WRITTEN PROBLEM »
Can you repeat the items word for word, starting at the very first line and ending at the line that contains "[(299, 84)]", with both of those lines included?

----- EXCERPTED DATA -----

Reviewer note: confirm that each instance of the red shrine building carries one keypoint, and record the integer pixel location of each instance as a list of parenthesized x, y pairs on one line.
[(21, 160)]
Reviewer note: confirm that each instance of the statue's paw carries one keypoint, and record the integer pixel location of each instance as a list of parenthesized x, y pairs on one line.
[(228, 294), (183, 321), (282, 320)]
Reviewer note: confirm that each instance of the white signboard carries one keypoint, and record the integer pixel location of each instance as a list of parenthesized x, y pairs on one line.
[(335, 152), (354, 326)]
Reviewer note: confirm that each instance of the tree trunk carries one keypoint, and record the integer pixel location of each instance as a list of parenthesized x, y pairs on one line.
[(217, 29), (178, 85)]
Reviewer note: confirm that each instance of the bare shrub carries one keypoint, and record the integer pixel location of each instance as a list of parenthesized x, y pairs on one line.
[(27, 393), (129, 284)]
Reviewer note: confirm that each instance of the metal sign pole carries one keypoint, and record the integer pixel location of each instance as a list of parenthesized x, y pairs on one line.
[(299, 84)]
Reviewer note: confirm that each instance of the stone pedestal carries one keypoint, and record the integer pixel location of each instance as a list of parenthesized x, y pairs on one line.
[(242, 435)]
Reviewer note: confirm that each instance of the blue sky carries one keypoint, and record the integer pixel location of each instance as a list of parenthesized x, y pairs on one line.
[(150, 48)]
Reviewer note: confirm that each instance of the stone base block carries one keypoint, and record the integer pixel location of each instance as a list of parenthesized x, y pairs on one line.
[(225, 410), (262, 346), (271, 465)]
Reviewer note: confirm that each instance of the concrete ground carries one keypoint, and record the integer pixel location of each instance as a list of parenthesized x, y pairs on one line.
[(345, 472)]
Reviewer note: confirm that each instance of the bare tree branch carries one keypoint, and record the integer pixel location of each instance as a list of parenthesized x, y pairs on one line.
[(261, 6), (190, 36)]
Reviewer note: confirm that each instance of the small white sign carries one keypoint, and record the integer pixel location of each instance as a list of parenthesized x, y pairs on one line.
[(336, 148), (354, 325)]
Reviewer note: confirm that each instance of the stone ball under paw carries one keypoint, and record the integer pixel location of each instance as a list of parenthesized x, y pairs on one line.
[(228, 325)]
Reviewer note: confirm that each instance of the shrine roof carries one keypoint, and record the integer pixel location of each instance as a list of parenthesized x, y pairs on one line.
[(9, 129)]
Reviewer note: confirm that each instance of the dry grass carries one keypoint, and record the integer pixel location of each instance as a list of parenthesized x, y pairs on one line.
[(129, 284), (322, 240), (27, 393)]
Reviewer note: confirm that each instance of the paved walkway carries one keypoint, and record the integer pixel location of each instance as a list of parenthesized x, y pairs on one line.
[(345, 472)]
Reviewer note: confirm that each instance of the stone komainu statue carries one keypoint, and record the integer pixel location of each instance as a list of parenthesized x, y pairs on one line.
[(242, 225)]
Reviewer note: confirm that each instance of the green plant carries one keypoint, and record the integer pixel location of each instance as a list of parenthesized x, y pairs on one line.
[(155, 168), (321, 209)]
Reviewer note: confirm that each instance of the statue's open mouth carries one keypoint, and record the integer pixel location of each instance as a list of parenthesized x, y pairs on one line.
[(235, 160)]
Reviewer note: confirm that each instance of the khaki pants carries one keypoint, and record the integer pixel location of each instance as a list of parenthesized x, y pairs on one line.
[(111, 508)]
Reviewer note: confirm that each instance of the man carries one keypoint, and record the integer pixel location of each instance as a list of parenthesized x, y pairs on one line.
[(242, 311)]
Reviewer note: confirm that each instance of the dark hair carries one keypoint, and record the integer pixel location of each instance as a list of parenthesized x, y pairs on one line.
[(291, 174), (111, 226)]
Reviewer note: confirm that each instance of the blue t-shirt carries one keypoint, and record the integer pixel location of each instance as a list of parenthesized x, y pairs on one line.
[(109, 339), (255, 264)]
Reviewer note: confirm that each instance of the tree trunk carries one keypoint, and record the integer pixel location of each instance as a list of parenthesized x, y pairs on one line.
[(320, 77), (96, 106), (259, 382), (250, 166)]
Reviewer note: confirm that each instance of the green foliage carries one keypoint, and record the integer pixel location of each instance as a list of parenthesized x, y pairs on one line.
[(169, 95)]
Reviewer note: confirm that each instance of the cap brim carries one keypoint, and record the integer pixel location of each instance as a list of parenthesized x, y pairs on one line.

-----

WRITTEN RESPONSE »
Reviewer note: confirm that each instance of the red shrine building carries one keypoint, and record the integer pixel location of each instance as a list of parenthesized x, y pairs on one line.
[(21, 160)]
Reviewer note: confirm that each instance of the statue's paw carries one keypoint, and record the integer pixel location of each instance as a list of parenthesized x, y pairs on one line.
[(228, 294), (183, 321), (282, 320)]
Reviewer note: confirm that each instance of the white signboard carries one keypoint, and record the integer pixel location of each instance as a list of parenthesized x, y pairs on one line.
[(335, 152), (354, 326)]
Reviewer note: confirm that each instance of the tree trunk carries one keypoint, and record the integer pixel location of each instance as a list of parenthesized x, y pairs on one line.
[(217, 29), (178, 85)]
Reviewer note: confirm that each instance of the bare shrub carries one keypoint, and record the integer pixel location of each instance as a list of parenthesized x, y pairs on one line.
[(27, 393), (129, 284)]
Reviewer note: confirm that each instance of the metal sign pole carries one keypoint, and record the integer pixel location of each instance as a list of parenthesized x, y pairs on one line.
[(299, 84)]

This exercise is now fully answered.